----- ENTRIES -----
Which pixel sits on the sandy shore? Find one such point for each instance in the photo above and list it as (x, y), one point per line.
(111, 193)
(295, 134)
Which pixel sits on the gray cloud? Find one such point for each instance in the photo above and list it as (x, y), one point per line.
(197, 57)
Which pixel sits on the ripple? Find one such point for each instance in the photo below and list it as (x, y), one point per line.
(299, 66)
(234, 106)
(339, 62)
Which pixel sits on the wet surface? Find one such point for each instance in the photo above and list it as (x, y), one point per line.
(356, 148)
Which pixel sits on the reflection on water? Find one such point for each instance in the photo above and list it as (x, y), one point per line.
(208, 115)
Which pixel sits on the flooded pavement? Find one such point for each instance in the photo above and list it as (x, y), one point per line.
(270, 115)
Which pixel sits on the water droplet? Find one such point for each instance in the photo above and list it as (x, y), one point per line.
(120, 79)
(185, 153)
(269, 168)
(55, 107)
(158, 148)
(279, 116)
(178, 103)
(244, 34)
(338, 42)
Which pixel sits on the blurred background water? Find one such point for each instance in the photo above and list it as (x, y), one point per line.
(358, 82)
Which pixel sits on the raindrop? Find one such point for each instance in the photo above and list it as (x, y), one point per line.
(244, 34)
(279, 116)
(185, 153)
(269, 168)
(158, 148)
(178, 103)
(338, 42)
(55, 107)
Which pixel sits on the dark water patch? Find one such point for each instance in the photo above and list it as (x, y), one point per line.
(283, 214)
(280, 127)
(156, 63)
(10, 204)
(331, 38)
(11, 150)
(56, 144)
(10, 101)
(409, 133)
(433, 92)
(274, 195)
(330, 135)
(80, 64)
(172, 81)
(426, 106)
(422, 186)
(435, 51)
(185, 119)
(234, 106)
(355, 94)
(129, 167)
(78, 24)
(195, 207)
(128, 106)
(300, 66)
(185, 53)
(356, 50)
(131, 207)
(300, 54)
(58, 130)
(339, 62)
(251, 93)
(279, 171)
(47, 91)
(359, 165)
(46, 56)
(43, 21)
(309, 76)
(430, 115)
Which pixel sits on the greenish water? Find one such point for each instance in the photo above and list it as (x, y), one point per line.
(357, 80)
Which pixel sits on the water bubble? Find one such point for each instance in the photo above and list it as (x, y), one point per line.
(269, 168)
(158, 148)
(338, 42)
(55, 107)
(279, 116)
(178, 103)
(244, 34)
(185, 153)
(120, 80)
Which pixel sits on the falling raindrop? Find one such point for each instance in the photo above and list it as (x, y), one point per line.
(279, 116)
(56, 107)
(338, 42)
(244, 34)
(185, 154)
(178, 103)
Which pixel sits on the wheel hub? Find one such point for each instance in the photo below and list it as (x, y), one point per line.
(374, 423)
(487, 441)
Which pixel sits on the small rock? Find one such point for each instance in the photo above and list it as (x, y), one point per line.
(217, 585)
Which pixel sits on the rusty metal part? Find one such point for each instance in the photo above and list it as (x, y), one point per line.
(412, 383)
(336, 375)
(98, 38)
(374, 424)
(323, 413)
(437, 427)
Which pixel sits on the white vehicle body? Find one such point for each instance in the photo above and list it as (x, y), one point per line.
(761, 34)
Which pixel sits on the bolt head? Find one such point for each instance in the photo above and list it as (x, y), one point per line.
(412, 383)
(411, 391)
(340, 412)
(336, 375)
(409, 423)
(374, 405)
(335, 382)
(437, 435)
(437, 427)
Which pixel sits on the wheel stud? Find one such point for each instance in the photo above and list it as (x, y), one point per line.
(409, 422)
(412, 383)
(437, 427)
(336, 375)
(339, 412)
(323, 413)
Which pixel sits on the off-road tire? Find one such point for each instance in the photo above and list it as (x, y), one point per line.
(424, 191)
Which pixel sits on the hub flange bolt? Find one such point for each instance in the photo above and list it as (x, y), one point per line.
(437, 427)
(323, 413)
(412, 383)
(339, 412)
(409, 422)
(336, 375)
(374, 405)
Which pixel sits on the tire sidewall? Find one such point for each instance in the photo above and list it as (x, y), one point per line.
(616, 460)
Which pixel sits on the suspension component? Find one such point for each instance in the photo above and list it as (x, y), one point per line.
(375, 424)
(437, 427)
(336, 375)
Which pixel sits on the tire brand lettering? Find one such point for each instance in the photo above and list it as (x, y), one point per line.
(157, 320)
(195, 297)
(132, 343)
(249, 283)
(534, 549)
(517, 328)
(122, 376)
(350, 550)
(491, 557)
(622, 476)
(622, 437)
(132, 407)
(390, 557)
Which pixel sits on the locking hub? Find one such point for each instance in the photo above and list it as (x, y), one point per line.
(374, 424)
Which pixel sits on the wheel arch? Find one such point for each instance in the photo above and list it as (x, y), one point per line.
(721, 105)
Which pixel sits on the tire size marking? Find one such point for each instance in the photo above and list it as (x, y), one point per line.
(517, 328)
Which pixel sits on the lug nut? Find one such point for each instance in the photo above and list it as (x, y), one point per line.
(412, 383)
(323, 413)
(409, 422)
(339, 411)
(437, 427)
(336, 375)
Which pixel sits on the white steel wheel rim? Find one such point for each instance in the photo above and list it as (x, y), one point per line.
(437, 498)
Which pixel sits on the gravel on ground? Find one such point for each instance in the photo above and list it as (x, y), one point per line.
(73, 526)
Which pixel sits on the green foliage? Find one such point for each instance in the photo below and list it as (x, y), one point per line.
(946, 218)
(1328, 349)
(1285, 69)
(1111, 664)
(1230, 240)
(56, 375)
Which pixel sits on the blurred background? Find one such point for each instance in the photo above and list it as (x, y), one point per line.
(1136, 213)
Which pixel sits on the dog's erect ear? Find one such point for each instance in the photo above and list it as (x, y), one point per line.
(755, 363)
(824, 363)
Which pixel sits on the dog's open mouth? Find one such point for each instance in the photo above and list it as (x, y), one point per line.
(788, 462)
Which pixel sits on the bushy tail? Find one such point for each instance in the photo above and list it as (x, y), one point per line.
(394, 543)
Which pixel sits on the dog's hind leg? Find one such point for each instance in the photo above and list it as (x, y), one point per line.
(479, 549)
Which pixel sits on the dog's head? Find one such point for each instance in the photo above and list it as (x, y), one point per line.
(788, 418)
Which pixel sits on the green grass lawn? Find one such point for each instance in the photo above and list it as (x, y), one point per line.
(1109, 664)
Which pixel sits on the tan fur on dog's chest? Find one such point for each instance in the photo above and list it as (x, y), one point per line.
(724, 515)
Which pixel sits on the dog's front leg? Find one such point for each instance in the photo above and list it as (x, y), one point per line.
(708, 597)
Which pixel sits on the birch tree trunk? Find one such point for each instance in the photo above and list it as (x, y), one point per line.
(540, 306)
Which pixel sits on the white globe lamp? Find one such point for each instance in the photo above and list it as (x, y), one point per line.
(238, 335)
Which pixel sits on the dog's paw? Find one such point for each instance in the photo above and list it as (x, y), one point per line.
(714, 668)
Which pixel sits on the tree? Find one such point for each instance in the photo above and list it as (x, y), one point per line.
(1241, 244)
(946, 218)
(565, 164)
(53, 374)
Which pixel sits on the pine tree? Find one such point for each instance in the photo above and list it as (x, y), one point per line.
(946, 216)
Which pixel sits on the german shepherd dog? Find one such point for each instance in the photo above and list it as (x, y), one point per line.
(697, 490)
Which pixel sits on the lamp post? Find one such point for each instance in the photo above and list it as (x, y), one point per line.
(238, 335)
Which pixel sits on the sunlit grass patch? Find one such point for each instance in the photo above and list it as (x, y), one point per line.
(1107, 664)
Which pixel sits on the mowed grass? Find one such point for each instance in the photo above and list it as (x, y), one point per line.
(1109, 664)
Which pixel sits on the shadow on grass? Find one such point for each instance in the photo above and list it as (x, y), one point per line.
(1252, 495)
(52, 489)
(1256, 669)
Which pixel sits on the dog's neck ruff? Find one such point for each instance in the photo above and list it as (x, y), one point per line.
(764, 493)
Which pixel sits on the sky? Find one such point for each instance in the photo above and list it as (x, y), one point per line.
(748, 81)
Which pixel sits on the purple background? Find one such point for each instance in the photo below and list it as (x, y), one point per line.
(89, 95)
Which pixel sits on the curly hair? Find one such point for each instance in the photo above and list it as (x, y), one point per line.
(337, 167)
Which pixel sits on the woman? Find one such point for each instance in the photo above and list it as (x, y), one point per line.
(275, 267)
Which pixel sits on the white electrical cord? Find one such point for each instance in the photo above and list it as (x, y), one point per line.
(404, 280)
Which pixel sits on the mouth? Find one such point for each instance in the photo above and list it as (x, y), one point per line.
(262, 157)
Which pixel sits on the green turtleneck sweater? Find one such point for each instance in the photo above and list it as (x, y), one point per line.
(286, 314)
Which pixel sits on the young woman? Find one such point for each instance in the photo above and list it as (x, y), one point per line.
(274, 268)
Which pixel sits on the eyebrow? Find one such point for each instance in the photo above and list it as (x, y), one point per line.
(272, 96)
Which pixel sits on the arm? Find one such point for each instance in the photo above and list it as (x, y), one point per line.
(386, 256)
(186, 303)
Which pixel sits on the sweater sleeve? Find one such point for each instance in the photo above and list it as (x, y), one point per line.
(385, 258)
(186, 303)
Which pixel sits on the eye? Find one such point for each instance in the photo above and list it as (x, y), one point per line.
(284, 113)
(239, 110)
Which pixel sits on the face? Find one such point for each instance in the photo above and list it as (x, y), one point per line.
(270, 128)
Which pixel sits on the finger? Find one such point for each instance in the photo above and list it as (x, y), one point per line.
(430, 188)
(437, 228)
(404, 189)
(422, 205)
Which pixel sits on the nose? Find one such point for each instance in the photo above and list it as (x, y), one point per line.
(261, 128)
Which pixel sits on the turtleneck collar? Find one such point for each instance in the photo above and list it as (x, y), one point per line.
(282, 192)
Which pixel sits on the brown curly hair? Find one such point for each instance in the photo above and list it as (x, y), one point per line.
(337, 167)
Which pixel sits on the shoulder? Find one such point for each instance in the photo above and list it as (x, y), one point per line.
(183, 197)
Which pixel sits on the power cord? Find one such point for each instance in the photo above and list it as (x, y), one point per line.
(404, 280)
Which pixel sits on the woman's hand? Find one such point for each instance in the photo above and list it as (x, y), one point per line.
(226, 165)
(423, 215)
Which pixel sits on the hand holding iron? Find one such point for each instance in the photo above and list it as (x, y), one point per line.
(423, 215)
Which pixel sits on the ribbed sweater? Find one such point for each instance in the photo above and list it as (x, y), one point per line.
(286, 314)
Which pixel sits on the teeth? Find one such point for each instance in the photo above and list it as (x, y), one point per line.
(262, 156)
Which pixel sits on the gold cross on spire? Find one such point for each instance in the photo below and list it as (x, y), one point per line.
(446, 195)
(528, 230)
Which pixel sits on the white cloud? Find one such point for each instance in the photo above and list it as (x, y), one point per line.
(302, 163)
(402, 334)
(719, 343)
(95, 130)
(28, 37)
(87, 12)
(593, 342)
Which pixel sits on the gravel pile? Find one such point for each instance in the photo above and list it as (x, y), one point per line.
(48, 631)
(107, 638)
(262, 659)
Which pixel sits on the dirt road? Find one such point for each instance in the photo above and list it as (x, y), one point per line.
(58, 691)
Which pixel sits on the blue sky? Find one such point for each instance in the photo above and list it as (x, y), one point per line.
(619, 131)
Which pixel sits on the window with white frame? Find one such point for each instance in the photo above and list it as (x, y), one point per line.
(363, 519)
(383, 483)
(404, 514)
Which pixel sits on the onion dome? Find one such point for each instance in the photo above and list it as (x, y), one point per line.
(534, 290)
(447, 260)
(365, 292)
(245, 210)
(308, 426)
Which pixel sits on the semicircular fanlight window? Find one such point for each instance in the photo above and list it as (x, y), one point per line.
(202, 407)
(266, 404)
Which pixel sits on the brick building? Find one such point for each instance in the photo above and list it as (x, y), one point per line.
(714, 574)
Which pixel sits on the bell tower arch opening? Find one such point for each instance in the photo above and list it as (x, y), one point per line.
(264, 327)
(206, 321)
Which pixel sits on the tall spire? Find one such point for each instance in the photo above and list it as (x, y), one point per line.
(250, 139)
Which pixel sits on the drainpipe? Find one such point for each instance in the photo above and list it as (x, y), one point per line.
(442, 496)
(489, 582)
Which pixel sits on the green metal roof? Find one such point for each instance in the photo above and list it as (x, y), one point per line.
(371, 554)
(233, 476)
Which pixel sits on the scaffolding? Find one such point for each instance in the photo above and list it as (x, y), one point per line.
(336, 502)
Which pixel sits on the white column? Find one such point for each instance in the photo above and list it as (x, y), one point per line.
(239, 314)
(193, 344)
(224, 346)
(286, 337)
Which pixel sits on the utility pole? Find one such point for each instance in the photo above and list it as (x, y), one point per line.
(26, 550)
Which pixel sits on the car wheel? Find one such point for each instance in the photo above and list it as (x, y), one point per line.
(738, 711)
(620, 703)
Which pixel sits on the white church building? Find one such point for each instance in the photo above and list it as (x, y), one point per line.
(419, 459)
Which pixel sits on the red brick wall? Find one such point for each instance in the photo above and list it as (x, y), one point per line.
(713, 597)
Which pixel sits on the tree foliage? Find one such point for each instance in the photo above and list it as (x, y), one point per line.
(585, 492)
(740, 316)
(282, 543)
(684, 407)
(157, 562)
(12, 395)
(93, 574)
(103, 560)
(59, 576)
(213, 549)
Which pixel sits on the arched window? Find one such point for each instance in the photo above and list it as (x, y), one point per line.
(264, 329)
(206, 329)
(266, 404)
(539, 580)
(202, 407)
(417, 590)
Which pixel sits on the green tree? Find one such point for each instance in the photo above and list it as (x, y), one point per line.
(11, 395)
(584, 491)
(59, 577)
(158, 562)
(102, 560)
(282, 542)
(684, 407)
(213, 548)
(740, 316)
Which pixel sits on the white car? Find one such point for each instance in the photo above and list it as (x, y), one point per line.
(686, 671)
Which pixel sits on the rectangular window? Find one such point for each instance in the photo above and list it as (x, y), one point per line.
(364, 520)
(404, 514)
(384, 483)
-----
■ SET EXERCISE ■
Begin with the line that contains "Which pixel sits on the red" and quote each line after it exactly, stopping after the last line of the data.

■ THE COMPLETED TASK ■
Which pixel sits on the red brick wall? Find one such point for each instance in the photo above and list it as (x, y), one point per line.
(713, 597)
Which pixel sits on the tree foliage? Find one such point for each instance in the photo above and list it as (x, y), one point per line.
(585, 492)
(740, 316)
(282, 543)
(684, 407)
(157, 562)
(12, 395)
(93, 574)
(103, 560)
(59, 576)
(213, 549)
Which pixel sits on the arched window? Find one such point for each instance in the photo above and list it as (x, y), one point per line.
(264, 329)
(206, 329)
(266, 404)
(539, 580)
(202, 407)
(417, 590)
Which pixel sits on the green tree? Find one such point for each instance in the photo above and list it as (x, y), one point per line.
(11, 395)
(584, 491)
(59, 577)
(158, 562)
(102, 560)
(282, 542)
(684, 407)
(213, 548)
(740, 316)
Which pixel sits on the white car? Find one such point for each instance in the photo above and list it as (x, y), one point per line.
(686, 671)
Which pixel sits on the rectangular window? Find one such point for each instance in the photo above and list it as (x, y), one point per line.
(364, 520)
(404, 514)
(384, 483)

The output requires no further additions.